In the U.S. around seventy-five percent (75%) of working age blind adults are unable to maintain gainful employment (American Foundation for the Blind). In the population of children born with blindness that number rises to about ninety percent (90%). Without employment, it may be impossible to acquire the means and resources to participate fully and productively in the world community, resulting in isolation and poverty. This costs the U.S. government over 4 billion dollars annually (Prevent Blindness America). The remaining twenty five percent (25%), however, do obtain employment, often finding secure, respectable careers in nearly every field.
The achievement of that small percentage suggests that the dual problems of under employment and lack of community participation do not appear to arise strictly from reduced vision. We implicate lack of access to societal resources and lowered expectations and standards on the part of society, and often of the visually impaired themselves as critical barriers to full participation in the world community.
The Challenge
Society functions primarily through the smooth exchange of goods, services, and companionship. However, information and resources are made most readily available to the eye. The societal infrastructure and exchange network are designed to optimize the freedom, functioning, and enjoyment of sighted people – facing the blind with exclusion from this network.
The world is full of dangers and wonders which society assumes the use of vision to avoid or appreciate. Interactive sports, nature’s pastimes such as backpacking and rock climbing, extreme sports (e.g. mountain biking or power skating), leisure pastimes such as books and video games, and community programming such as scouts and little league activities are often closed to the blind a priori, or are only made available provisionally with restrictions that may severely compromise the purpose and enjoyment of the activity.
Still more threatening than being cut off from commerce and societal exchange is the negative state of general world consciousness regarding blind people. Popular belief has always contended that blindness leads directly to deficiency and incapacity. Consequently, blind people are often cast in a role of helpless dependence difficult to escape (“The Making of a Blind Man” by Dr. James Goodman), and “The Blind Need Not Apply” and “Seeing Beyond Blindness” By Dr. Ronald Ferguson. In addition to pervading general public consciousness, these views of deficiency in blindness have cast their sobering influence over all education and rehabilitative service professions, often resulting in the application of approaches that fall short of preparing and motivating blind clients to reach their full potential.
Children even more than adults tend to rise to the expectations set for them. Research has shown that low expectations tend to foster low achievement. For every time blind children are told they can do something, they are far more often warned they cannot or should not.
To varying degrees under various circumstances, blind people face significant challenges in accessing the world in the following three areas:
1. The physical world – refers to interaction with the physical environment. How does one know what and where things are and how to obtain them? How does one understand where one is or how to get where one wants to go?
Blind individuals may be disinclined to move freely and comfortably or, out of apprehension, society restricts movement of the blind individual. Research shows that in the case of children, this is likely to impede many areas of development that can ultimately result in unemployment, lack of participation in the community, social isolation, psychological maladjustment, and a host of physiological infirmities.
Intentional, self-directed movement is regarded as one of the more challenging areas faced by blind people. While lack of sight is often compensated by enhancing other senses, social barriers and mechanisms of over protection often hamper the perceptual development and development of functional movement in blind people.
Approaches to address the movement challenges of blind people have traditionally regarded these challenges from a “deficit” perspective, and have sought to remediate these perceived deficits by reducing the movement process into discrete skills, and attempting to reconstitute this process by teaching clients these skills. The efficacy of the results have been questionable.

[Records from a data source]

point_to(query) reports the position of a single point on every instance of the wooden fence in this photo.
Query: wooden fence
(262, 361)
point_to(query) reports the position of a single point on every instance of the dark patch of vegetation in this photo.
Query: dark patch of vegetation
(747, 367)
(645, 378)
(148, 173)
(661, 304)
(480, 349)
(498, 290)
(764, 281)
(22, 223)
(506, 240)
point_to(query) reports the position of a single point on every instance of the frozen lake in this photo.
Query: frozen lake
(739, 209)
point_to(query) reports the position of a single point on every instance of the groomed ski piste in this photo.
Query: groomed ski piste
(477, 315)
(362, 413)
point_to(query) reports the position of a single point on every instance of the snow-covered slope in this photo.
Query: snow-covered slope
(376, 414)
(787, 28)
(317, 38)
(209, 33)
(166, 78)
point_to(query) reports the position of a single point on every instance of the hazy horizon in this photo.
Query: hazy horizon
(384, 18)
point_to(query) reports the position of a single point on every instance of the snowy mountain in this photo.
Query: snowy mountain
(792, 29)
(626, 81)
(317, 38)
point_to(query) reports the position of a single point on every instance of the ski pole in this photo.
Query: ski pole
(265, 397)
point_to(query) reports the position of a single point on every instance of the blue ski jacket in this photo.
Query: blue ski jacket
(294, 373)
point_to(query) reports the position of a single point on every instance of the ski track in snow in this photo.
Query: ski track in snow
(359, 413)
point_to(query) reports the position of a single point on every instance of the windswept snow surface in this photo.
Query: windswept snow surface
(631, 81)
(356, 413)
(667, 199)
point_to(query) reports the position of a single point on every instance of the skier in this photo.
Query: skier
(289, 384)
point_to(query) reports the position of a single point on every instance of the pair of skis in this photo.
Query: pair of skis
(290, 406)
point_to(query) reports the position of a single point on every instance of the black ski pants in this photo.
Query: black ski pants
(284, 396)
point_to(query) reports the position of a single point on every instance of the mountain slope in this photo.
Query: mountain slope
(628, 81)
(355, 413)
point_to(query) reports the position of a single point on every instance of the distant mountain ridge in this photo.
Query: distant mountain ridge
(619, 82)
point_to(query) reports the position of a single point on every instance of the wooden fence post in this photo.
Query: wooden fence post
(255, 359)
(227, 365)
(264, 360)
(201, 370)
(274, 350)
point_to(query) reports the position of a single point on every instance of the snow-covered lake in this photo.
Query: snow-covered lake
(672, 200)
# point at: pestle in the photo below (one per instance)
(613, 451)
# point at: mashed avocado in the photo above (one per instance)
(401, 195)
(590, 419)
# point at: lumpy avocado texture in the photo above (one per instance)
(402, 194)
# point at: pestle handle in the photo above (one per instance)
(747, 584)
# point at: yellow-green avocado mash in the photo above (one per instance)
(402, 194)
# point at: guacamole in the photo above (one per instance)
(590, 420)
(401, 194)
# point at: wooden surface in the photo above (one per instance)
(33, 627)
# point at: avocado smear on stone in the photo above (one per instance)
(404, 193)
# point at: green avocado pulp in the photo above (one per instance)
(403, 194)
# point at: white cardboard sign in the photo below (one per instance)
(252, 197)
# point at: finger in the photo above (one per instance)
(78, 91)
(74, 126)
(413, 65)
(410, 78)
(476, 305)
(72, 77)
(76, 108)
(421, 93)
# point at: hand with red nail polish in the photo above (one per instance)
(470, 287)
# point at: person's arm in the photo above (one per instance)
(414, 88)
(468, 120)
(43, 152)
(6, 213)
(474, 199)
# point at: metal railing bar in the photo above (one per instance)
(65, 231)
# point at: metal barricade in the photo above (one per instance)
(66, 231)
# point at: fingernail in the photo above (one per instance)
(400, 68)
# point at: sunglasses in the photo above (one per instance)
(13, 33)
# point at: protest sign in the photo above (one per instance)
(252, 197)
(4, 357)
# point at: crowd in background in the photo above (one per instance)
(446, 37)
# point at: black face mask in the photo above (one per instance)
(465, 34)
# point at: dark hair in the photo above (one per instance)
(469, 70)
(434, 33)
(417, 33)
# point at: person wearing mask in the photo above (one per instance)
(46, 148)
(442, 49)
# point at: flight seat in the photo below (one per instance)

▶ _Exercises_:
**a)** In the text on blindness, rewrite the paragraph that begins "In the U.S. around seventy-five percent" in a shorter form that keeps its main facts.
**b)** Reproduce the portion of the text on blindness that opens with the words containing "Intentional, self-directed movement" and closes with "in blind people.", substituting "hinder" for "hamper".
**c)** According to the text on blindness, what outcomes can impeded development in blind children ultimately result in? List every one.

▶ _Task results_:
**a)** About 75% of working-age blind adults in the U.S. cannot maintain gainful employment (American Foundation for the Blind), and the figure rises to about 90% among those born blind. Without work, full participation in the world community may be impossible, leading to isolation and poverty, and this costs the U.S. government over 4 billion dollars a year (Prevent Blindness America). The other 25% do find jobs, often in secure, respectable careers across nearly every field.

**b)**
Intentional, self-directed movement is regarded as one of the more challenging areas faced by blind people. While lack of sight is often compensated by enhancing other senses, social barriers and mechanisms of over protection often hinder the perceptual development and development of functional movement in blind people.

**c)**
- Unemployment
- Lack of participation in the community
- Social isolation
- Psychological maladjustment
- A host of physiological infirmities